(Data drawn from a collection)
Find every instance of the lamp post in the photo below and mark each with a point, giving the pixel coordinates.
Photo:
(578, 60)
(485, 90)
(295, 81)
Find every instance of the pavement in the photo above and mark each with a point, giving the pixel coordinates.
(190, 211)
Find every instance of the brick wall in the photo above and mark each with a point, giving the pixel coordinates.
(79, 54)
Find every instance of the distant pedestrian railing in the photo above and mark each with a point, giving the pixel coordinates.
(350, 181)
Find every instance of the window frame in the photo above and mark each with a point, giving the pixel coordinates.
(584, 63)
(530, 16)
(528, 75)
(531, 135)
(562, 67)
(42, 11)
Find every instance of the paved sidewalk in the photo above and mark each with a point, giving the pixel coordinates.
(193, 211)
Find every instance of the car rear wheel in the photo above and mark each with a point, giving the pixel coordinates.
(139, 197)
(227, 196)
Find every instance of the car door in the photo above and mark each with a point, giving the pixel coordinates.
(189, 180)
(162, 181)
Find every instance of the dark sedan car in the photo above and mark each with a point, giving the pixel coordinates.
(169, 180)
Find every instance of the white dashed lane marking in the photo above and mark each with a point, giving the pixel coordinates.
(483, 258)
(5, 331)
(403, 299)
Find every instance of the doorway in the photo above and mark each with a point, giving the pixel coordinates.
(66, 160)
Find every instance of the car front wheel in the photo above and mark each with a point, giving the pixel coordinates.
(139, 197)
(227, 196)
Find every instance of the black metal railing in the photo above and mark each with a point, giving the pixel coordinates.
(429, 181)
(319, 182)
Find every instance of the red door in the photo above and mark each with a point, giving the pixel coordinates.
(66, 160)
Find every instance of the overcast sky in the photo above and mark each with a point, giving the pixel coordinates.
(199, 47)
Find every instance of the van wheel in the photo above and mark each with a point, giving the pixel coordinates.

# WHAT YOU WILL DO
Copy every line of the listing above with no changes.

# SOLUTION TO THE EXERCISE
Find every instance of the lamp post in the photo below and mark each with a point, giving the pixel coordinates.
Photo:
(578, 60)
(485, 90)
(295, 81)
Find every instance of the pavement in the photo above and mark each with a point, giving the pixel coordinates.
(190, 211)
Find every instance of the brick wall in the photo above and mark each with a point, giving the pixel coordinates.
(79, 54)
Find every instance of the distant pedestrian railing in the photo above and mark each with a point, giving the pixel coordinates.
(350, 181)
Find every instance of the window frame in the photo above and mark each with a point, giving the pixel coordinates.
(584, 63)
(530, 16)
(528, 75)
(531, 135)
(562, 67)
(42, 11)
Find every instance of the paved sidewalk in the photo above and mark each with a point, giving the pixel coordinates.
(193, 211)
Find every instance of the car rear wheel in the photo above and mark each with a point, giving the pixel coordinates.
(139, 197)
(227, 196)
Find every instance of the car door in the photo above and mark each with a point, giving the pixel coordinates.
(189, 180)
(162, 181)
Find every instance of the dark sedan car in the photo above and mark each with a point, giving the pixel coordinates.
(169, 180)
Find every instance of the white dashed lane marking in the photo above and mark each with a point, giving the pixel coordinates.
(483, 258)
(5, 331)
(403, 299)
Find every instance of the doorway in the photo above and mark each with a point, giving the pixel coordinates.
(66, 160)
Find every instance of the car front wheel in the photo above and mark each with a point, giving the pixel coordinates.
(139, 197)
(227, 196)
Find every instance of the black metal railing in the photo above and mark each with a point, giving the pixel coordinates.
(429, 181)
(319, 182)
Find every instance of the red door in the photo above and mark each with a point, giving the pixel coordinates.
(66, 160)
Find every instance of the overcast sky in the photo above and mark each with a point, giving the pixel coordinates.
(199, 47)
Find every instance of the van wheel in the photo above and mark each with a point, giving the pixel coordinates.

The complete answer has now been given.